> [本文]
人手不足などもあいまって、企業の賃上げが多く報道されています。一方、ネットではそうしたニュースに対し、「固定残業代」を警戒する動きが定着しつつあります。
たとえば今年3月、セレクトショップなどを展開する「TOKYO BASE」の初任給10万円アップが大きく報じられると、SNSでは月額40万円の中に「固定残業代17万2000円(80時間分)」が含まれていることが指摘され、たくさん拡散されました。
会社四季報オンラインやWWD JAPANの記事によると、同社の谷正人CEOは意図について「深い意味はない」とコメント。残業時間については、「販売スタッフが10~20時間、本社スタッフも多い人で40時間」などと説明しており、80時間を前提にした制度ではないことを強調しています。
近年ではこのほか、サイバーエージェントの「初任給42万円」についても、月80時間分の固定残業代があることがクローズアップされ、「給料が話題になったときは内訳を確認する」というのが、ネットユーザーの「基本動作」になりつつあります。
しかし、働き方改革が言われるご時世に、有名企業が「分かりやすく」過労死レベルの残業を強いるものでしょうか。しかも、固定残業代をめぐっては、80時間分の設定が公序良俗に反するとして無効になった裁判例もあります。
労働問題にくわしい中村新弁護士は、「賞与や退職金などに影響を与えず、それなりの収入を保証するため」と分析します。一方で、仮に長時間残業させるつもりがないとしても、「45時間まで」にとどめたほうが無難だといいます。くわしく解説してもらいました。

指示表現による位置指定データ
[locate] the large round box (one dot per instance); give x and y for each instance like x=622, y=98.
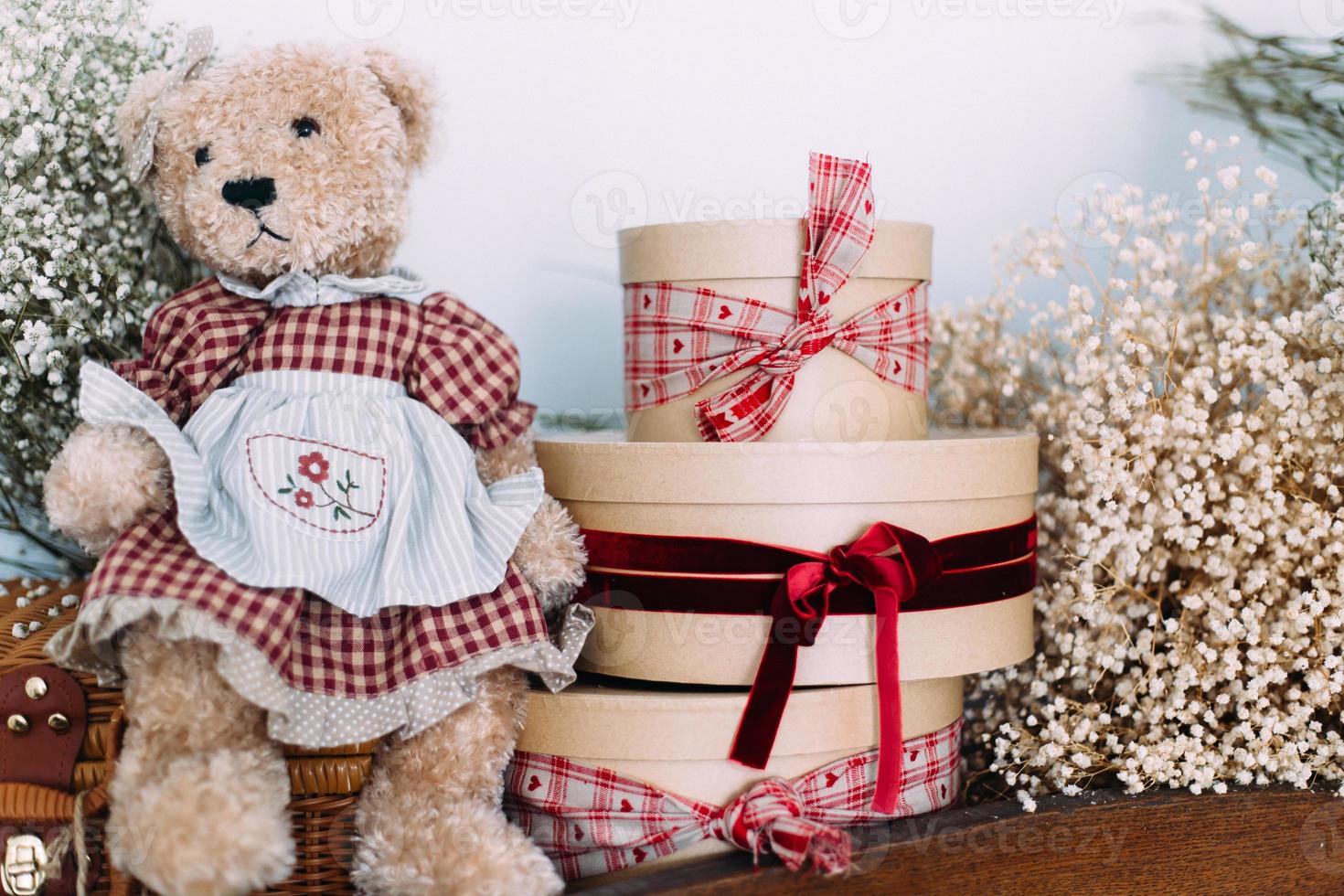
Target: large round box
x=811, y=496
x=679, y=741
x=835, y=398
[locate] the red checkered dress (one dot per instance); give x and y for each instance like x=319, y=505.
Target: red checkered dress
x=449, y=357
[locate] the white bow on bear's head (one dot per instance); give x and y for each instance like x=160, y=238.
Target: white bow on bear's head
x=142, y=156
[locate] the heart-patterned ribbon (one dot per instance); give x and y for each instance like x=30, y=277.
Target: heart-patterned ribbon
x=593, y=821
x=142, y=156
x=677, y=337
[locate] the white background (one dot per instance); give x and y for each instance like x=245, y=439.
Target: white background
x=565, y=119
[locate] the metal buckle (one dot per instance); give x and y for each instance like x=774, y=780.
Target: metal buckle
x=25, y=856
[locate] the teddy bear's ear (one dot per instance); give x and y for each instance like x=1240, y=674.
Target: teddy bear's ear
x=411, y=89
x=134, y=109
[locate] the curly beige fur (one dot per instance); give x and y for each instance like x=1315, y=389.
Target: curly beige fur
x=549, y=555
x=102, y=480
x=429, y=817
x=199, y=795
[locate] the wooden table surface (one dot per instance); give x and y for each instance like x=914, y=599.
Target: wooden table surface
x=1247, y=841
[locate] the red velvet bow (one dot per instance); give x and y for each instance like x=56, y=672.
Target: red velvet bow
x=886, y=561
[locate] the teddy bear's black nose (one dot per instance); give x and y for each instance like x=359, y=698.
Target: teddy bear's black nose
x=256, y=192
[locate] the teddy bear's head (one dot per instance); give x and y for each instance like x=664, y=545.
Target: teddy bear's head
x=286, y=159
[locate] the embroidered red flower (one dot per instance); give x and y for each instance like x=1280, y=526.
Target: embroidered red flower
x=314, y=468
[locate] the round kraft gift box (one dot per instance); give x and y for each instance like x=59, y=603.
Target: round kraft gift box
x=835, y=398
x=657, y=600
x=677, y=741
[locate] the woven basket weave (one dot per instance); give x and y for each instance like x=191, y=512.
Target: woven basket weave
x=325, y=784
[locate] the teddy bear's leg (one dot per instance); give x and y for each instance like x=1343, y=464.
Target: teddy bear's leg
x=429, y=818
x=199, y=793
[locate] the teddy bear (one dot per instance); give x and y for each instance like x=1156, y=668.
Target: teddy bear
x=314, y=496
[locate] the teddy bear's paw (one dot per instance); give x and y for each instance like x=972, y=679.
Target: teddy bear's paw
x=102, y=480
x=465, y=848
x=205, y=824
x=549, y=555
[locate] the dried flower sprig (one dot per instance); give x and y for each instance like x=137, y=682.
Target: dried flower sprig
x=1189, y=397
x=83, y=255
x=1287, y=91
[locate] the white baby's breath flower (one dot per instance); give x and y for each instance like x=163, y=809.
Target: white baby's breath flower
x=82, y=255
x=1192, y=572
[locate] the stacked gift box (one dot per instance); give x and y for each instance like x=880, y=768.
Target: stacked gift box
x=791, y=575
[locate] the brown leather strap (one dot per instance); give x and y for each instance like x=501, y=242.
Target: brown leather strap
x=46, y=718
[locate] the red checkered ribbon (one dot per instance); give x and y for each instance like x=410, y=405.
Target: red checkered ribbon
x=677, y=337
x=593, y=821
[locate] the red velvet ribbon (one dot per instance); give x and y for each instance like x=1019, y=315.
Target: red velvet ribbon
x=883, y=571
x=889, y=563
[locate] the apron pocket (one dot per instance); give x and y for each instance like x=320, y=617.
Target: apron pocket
x=317, y=485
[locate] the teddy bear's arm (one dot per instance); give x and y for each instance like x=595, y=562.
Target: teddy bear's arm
x=468, y=371
x=108, y=475
x=549, y=555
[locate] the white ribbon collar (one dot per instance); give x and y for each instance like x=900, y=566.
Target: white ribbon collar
x=297, y=289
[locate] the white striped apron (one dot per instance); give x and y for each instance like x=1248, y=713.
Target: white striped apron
x=339, y=484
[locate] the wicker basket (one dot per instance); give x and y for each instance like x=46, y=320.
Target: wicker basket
x=325, y=782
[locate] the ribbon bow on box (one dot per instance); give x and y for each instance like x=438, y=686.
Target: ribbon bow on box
x=593, y=821
x=677, y=337
x=886, y=571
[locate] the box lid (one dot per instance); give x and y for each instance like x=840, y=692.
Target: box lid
x=945, y=466
x=757, y=249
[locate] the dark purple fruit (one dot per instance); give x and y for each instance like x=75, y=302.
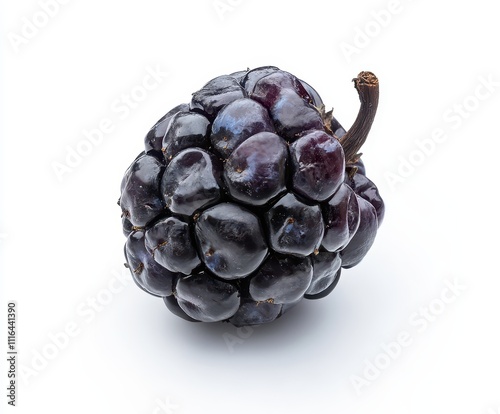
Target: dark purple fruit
x=250, y=199
x=215, y=94
x=317, y=165
x=231, y=241
x=252, y=312
x=146, y=272
x=140, y=198
x=282, y=279
x=255, y=171
x=294, y=227
x=154, y=138
x=326, y=272
x=237, y=122
x=186, y=130
x=342, y=217
x=191, y=181
x=362, y=241
x=207, y=299
x=171, y=244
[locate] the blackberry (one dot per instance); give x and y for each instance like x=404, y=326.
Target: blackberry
x=250, y=198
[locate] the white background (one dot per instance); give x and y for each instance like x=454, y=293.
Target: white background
x=61, y=240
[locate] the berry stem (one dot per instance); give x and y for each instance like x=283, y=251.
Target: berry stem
x=367, y=86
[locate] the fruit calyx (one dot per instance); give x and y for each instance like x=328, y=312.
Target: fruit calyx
x=366, y=85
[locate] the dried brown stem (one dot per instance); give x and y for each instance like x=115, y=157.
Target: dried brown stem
x=367, y=86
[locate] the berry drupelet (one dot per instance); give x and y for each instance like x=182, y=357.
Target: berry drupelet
x=250, y=198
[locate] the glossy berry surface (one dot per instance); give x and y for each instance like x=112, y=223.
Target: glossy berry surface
x=249, y=198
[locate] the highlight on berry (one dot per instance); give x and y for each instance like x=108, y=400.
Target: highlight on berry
x=250, y=198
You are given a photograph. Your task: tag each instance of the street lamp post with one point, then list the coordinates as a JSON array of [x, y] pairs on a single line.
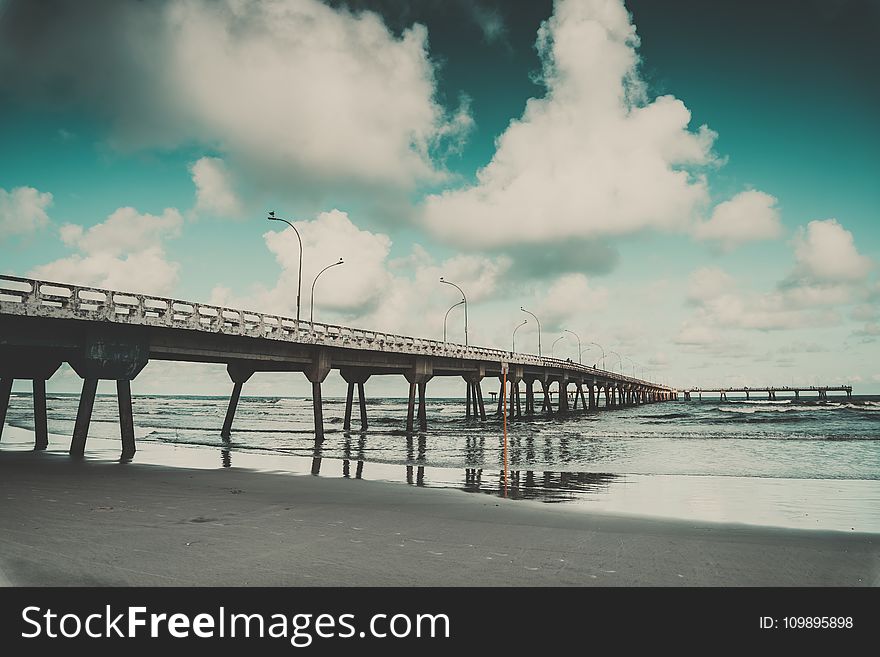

> [問題 A]
本文で、中村新弁護士は、長時間残業させるつもりがない場合でも固定残業代を何時間までにしておくのが無難だと言っていますか。
> [問題 B]
本文にある次の一文を英語に訳してください：「人手不足などもあいまって、企業の賃上げが多く報道されています。」
> [問題 C]
本文のうち、「しかし、働き方改革が言われる」を含む言葉で始まり「わしく解説してもらいました。」で終わる部分を、一字も変えずに書き写してください。
上の一覧は、本文とは別のところから取ってきたものです。

> [解答欄 A]
45時間まで

> [解答欄 B]
Partly because of labor shortages and other factors, wage increases at companies are being widely reported.

> [解答欄 C]
しかし、働き方改革が言われるご時世に、有名企業が「分かりやすく」過労死レベルの残業を強いるものでしょうか。しかも、固定残業代をめぐっては、80時間分の設定が公序良俗に反するとして無効になった裁判例もあります。
労働問題にくわしい中村新弁護士は、「賞与や退職金などに影響を与えず、それなりの収入を保証するため」と分析します。一方で、仮に長時間残業させるつもりがないとしても、「45時間まで」にとどめたほうが無難だといいます。くわしく解説してもらいました。